-- EXERCICES PROPOSÉS --
[a] Selon l'extrait sur Terre des hommes, de quels pays venaient les bébés que l'ONG a surtout placés ? Donnez la liste complète.
[b] Citez l'extrait sur Terre des hommes, depuis « Terre des hommes impliquée » jusqu'à « et du Pérou. ».

-- TEXTE FOURNI --

──────────────────────────────

Terre des hommes impliquée au Bangladesh, au Brésil, en Inde...
C'est dans ce contexte que Terre des hommes a été impliqué dans ces pratiques douteuses. Selon le rapport de la ZHAW, l'ONG a surtout placé des bébés du Bangladesh, du Brésil, de l'Inde, de Colombie et du Pérou.
Tout au long de ses activités, de 1960 à 2016, l'association a «soigneusement sélectionné des institutions et des orphelinats locaux pour des partenariats qui répondaient à la fois aux normes locales et suisses», souligne la porte-parole Anna Bertschy. «Terre des Hommes se distancie de toutes les activités irrégulières et illégales de groupes criminels qui ont abusé de notre nom.»
Aujourd'hui, l'œuvre de bienfaisance considère qu'il est de son devoir «d'aider toutes les personnes placées par Terre des Hommes en vue d'une adoption à retrouver leurs origines.»

──────────────────────────────

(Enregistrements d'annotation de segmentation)
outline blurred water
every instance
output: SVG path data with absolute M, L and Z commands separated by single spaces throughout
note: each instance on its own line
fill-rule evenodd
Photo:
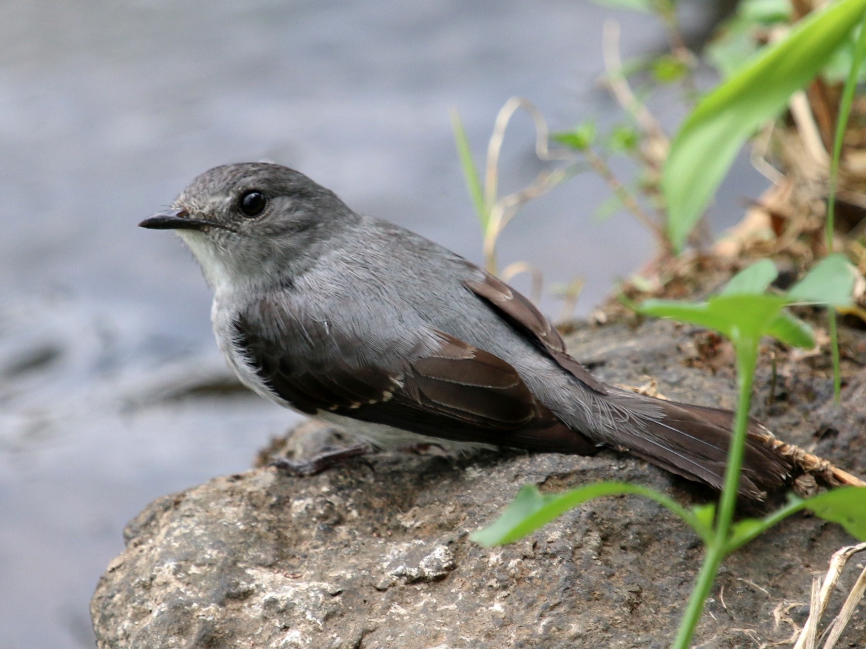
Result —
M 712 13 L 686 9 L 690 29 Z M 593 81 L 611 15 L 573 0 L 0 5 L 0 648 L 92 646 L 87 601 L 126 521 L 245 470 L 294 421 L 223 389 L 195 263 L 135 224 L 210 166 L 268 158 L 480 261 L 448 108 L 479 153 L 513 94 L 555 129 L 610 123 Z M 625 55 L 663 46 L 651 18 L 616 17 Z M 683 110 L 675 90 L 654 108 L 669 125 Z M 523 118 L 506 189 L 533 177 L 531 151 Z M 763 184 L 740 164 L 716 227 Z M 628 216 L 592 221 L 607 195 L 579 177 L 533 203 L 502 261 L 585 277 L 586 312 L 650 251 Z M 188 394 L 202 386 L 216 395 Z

──────────────────────────────

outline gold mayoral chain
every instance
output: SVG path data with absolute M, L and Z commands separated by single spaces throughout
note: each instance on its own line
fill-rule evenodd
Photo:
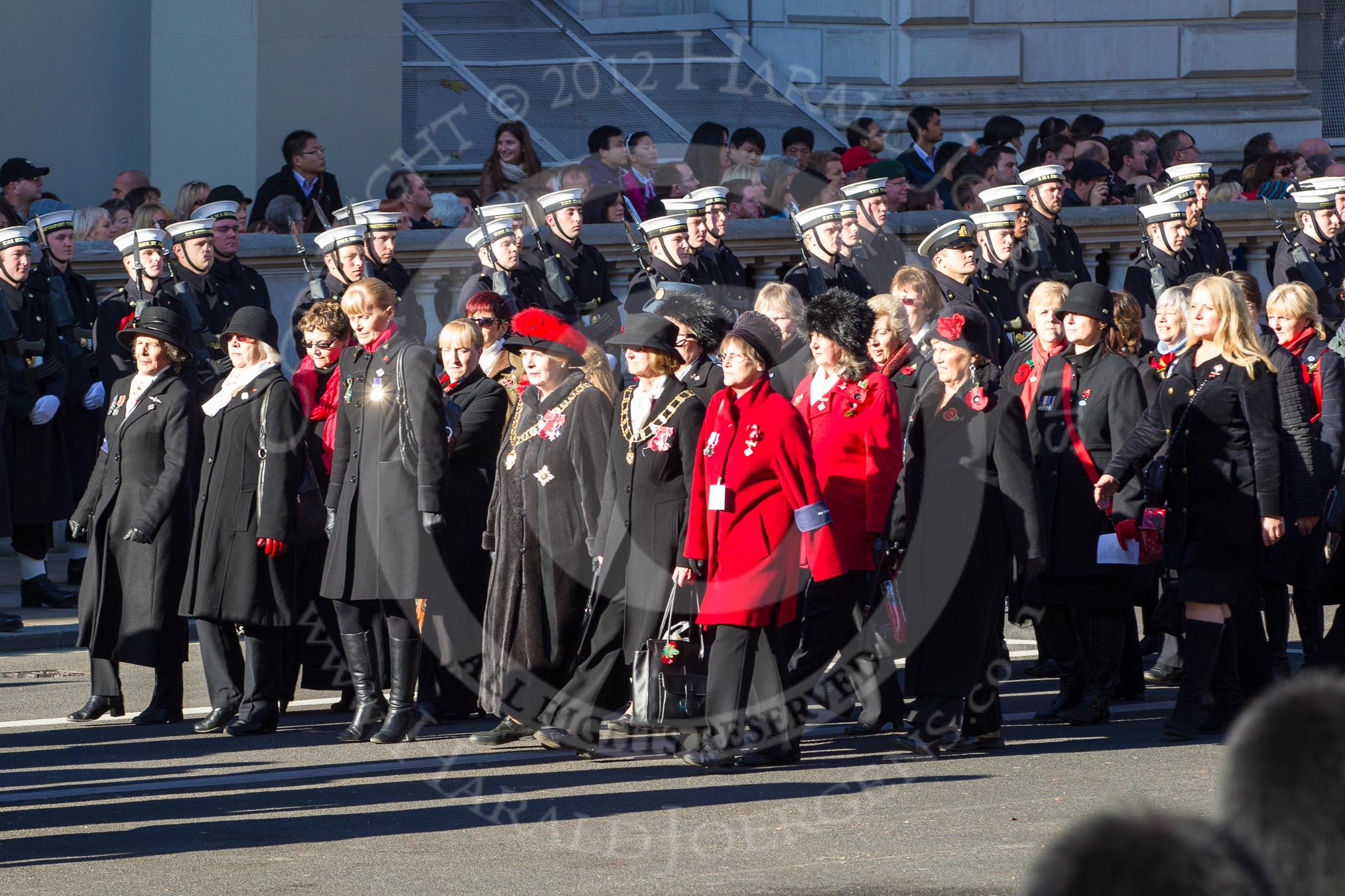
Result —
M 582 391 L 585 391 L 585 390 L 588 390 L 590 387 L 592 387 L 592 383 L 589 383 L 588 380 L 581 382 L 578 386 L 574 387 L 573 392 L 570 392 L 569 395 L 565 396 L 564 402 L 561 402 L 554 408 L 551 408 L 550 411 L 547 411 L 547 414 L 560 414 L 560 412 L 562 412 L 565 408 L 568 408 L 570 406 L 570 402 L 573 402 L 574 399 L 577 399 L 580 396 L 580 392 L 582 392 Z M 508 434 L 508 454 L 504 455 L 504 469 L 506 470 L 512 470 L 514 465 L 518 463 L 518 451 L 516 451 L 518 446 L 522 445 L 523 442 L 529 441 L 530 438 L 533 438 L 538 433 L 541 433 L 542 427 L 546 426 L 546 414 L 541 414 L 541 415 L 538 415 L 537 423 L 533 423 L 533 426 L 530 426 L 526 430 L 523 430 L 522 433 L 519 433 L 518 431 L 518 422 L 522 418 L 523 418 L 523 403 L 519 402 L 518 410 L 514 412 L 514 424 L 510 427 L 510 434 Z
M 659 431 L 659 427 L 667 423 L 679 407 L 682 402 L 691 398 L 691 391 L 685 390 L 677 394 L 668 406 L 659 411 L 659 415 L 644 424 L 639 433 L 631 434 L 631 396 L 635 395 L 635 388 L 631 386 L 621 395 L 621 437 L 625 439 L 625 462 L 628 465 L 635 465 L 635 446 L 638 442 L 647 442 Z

──────────────────────────────

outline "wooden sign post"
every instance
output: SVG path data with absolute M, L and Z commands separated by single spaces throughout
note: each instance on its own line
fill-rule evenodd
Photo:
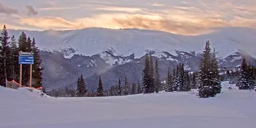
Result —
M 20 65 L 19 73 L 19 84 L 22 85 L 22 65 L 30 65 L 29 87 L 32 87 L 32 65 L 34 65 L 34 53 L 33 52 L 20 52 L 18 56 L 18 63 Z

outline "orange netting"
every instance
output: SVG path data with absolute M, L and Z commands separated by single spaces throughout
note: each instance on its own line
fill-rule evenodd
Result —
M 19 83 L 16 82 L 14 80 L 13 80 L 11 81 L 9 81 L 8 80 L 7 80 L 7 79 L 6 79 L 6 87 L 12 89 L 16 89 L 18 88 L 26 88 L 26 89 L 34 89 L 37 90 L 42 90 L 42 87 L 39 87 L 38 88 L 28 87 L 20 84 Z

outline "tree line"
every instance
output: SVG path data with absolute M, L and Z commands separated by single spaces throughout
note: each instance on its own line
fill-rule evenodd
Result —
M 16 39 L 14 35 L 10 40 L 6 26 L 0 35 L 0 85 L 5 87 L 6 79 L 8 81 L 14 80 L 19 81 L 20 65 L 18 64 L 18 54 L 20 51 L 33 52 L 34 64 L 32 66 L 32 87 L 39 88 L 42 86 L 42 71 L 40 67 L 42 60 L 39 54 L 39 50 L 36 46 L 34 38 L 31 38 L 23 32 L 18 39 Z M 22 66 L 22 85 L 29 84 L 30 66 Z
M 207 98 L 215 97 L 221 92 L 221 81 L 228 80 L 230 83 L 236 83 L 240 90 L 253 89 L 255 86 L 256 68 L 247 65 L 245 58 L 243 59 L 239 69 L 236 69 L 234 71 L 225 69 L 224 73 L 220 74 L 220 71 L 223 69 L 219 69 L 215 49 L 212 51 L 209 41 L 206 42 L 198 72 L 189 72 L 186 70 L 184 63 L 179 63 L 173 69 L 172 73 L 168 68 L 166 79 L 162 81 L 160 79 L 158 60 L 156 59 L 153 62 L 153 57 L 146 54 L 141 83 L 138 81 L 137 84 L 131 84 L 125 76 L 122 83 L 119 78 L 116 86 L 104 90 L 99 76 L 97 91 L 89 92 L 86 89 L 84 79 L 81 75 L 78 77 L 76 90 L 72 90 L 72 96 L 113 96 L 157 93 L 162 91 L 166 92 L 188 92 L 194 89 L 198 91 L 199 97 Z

──────────────────────────────

-- CORRIGÉ DES EXERCICES --
[a] Bangladesh, Brésil, Inde, Colombie, Pérou

[b]
Terre des hommes impliquée au Bangladesh, au Brésil, en Inde...
C'est dans ce contexte que Terre des hommes a été impliqué dans ces pratiques douteuses. Selon le rapport de la ZHAW, l'ONG a surtout placé des bébés du Bangladesh, du Brésil, de l'Inde, de Colombie et du Pérou.